+++ SUPPLIED MATERIAL

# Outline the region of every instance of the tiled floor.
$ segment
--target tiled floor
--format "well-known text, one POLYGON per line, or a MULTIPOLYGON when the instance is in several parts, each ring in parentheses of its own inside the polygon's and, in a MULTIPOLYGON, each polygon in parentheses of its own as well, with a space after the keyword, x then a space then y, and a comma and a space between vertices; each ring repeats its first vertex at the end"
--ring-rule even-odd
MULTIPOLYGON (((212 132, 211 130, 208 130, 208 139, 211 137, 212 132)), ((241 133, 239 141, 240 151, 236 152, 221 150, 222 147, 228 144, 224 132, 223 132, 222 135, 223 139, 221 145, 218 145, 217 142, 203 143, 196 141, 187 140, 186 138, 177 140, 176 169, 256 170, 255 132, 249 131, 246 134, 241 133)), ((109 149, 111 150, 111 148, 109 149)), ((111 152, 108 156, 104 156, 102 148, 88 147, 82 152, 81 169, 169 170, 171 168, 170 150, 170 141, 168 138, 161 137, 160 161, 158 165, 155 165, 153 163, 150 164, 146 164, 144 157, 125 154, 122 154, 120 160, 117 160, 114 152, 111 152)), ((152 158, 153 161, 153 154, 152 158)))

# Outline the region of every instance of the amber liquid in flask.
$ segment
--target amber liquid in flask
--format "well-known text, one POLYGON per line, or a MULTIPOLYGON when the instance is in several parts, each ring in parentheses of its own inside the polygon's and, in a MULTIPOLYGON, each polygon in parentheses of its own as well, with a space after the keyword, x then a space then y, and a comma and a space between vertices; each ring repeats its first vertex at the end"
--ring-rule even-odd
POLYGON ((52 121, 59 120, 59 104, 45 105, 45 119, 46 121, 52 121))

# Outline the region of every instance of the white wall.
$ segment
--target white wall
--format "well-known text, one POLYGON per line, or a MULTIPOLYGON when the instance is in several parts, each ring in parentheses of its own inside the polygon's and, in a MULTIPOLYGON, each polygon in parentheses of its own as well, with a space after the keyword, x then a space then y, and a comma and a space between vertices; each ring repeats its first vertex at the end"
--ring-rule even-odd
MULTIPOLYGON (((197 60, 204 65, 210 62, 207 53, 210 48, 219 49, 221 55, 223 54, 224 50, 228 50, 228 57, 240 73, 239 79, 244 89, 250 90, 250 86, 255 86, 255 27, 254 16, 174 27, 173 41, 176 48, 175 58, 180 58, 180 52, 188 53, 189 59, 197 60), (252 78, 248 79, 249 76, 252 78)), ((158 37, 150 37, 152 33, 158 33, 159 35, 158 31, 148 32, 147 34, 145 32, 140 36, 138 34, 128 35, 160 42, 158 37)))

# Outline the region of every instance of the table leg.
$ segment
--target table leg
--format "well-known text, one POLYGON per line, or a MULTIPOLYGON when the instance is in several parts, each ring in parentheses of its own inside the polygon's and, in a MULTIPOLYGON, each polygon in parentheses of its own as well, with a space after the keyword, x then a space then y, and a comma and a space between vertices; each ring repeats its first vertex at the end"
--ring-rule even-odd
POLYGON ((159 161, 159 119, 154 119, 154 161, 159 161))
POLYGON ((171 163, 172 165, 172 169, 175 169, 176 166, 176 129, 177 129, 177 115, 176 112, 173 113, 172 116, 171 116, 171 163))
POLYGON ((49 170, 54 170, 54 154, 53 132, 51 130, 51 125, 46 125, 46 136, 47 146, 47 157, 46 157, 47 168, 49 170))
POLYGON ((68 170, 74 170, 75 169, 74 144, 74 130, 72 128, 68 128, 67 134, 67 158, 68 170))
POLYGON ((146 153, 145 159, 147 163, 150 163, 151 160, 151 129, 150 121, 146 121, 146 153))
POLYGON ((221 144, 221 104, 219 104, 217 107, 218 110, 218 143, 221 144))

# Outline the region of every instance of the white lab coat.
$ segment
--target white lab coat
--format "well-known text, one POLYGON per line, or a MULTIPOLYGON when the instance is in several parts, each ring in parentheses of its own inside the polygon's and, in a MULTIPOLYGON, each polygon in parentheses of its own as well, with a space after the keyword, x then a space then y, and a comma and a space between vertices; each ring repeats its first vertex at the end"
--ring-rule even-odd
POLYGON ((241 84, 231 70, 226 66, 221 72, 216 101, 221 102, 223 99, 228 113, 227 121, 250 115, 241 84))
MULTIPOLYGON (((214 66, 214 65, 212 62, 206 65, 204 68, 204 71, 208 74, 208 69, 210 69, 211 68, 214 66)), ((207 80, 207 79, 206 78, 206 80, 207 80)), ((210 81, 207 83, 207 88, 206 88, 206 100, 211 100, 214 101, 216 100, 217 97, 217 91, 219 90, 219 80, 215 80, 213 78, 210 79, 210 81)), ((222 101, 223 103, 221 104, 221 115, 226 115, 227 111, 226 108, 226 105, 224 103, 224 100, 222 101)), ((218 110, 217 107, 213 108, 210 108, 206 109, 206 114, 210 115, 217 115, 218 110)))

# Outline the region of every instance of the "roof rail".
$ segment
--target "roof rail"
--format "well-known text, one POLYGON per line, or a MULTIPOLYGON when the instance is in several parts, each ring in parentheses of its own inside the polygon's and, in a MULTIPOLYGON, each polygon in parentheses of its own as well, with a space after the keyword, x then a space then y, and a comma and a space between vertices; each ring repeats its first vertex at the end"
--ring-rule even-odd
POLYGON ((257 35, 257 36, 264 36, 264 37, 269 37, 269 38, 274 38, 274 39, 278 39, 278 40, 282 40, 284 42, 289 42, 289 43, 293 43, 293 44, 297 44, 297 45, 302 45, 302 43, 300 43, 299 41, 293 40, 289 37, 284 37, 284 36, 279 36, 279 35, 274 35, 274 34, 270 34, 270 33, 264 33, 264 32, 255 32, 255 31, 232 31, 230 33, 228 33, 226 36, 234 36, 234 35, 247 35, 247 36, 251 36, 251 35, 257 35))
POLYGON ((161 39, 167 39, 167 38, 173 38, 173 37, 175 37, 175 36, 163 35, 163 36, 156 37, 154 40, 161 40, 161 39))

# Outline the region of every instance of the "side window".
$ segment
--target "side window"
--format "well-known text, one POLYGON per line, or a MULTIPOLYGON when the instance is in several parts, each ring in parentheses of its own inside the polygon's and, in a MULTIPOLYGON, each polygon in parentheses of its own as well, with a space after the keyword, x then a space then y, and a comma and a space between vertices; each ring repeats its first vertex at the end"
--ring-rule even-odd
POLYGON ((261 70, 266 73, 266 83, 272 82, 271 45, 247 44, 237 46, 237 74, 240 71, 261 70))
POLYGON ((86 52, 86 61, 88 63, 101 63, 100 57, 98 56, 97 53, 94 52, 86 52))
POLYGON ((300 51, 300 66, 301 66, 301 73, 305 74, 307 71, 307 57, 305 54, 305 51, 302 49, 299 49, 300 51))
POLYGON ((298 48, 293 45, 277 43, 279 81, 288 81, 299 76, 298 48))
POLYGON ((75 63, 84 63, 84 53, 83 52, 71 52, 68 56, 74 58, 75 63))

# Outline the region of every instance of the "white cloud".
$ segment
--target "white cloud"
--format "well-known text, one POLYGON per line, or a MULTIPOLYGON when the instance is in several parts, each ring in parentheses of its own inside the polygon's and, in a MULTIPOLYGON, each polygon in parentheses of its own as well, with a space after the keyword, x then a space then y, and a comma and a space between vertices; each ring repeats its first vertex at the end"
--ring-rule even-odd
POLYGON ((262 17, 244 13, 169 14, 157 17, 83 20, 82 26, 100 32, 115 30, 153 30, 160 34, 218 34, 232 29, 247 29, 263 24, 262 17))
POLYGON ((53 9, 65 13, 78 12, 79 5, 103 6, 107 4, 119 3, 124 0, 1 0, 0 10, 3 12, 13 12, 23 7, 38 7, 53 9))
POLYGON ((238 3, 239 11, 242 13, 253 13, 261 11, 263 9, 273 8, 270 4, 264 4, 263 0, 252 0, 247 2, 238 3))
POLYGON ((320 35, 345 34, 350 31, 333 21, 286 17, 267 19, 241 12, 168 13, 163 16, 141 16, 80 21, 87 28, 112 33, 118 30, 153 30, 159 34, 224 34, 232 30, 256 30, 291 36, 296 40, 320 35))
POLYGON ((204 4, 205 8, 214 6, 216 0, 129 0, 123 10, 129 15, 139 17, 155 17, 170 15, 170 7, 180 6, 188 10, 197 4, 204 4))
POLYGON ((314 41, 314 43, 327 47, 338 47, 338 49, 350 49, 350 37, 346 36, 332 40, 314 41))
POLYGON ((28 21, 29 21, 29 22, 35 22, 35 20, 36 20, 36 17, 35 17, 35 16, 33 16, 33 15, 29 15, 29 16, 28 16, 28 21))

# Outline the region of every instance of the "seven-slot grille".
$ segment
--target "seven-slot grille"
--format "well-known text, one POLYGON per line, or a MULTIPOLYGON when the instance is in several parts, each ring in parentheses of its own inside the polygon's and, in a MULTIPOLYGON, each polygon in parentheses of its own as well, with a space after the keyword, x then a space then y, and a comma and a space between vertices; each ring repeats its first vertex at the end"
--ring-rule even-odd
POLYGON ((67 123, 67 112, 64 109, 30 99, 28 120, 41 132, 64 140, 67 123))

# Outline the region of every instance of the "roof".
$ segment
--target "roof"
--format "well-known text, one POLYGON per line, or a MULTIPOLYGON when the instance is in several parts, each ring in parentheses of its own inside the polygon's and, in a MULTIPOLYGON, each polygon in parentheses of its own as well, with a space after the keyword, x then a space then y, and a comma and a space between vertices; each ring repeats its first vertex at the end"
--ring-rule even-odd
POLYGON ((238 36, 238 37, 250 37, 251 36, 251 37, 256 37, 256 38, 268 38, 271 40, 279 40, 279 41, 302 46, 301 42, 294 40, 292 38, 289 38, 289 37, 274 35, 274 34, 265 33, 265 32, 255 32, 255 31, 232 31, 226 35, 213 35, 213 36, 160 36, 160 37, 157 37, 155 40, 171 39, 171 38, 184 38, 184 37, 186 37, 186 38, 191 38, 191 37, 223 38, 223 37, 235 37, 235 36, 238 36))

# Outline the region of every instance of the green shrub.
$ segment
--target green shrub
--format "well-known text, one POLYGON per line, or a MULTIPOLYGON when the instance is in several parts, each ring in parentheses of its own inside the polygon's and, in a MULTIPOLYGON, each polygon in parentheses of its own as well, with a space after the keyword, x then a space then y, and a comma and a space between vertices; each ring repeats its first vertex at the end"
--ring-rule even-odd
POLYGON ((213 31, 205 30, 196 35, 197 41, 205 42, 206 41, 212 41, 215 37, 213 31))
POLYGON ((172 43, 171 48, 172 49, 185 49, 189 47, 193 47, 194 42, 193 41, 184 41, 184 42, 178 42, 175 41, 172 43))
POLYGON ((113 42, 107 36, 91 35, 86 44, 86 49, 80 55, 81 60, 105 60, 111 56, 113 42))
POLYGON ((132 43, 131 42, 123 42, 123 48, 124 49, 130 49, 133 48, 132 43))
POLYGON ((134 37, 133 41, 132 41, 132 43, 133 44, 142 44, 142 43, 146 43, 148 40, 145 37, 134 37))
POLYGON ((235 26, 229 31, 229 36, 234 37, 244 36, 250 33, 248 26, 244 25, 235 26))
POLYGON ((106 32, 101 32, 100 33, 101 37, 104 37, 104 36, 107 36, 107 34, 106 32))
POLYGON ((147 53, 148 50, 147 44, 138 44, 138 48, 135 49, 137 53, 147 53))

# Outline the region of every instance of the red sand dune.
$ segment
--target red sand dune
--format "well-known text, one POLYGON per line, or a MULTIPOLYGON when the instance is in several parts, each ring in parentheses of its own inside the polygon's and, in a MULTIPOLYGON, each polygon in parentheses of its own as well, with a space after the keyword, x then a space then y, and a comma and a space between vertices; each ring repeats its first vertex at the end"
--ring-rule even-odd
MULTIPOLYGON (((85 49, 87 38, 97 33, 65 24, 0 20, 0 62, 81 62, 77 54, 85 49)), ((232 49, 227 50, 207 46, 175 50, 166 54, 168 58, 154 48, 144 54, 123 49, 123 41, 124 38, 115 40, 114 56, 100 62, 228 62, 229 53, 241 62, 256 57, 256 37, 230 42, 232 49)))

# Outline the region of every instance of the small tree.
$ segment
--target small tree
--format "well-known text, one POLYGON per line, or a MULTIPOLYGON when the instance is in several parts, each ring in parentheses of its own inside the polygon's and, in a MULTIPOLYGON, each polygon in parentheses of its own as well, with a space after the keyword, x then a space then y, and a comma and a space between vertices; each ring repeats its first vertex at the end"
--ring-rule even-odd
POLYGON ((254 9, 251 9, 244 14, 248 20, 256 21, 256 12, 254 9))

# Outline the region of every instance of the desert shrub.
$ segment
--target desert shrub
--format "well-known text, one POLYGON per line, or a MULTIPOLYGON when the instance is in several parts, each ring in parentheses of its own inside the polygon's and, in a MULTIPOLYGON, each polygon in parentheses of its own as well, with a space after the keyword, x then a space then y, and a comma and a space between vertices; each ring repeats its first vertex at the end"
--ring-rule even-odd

++++++

Extract the lines from the one containing "# Outline the region of every instance of the white wall." through the one containing "MULTIPOLYGON (((197 60, 204", inclusive, from the items above and reproduce them without any change.

RESPONSE
# Outline the region of every instance of the white wall.
$ segment
--target white wall
--format "well-known text, one POLYGON per line, or a MULTIPOLYGON when the instance is in several parts, each ring in parentheses of its own inside the polygon's and, in a MULTIPOLYGON, each polygon in parentheses of its own as well, with a space after the keyword, x then a space then y, and a comma and a space between vertices; each ring repeats its first vertex at the end"
--ring-rule even-odd
MULTIPOLYGON (((197 60, 204 65, 210 62, 207 53, 210 48, 219 49, 221 55, 223 54, 224 50, 228 50, 228 57, 240 73, 239 79, 244 89, 250 90, 250 86, 255 86, 255 27, 254 16, 174 27, 173 41, 176 48, 175 58, 180 58, 180 52, 188 53, 189 59, 197 60), (252 78, 248 79, 249 76, 252 78)), ((158 37, 150 37, 152 33, 158 33, 159 35, 158 31, 148 32, 147 34, 145 32, 140 36, 138 34, 128 35, 160 42, 158 37)))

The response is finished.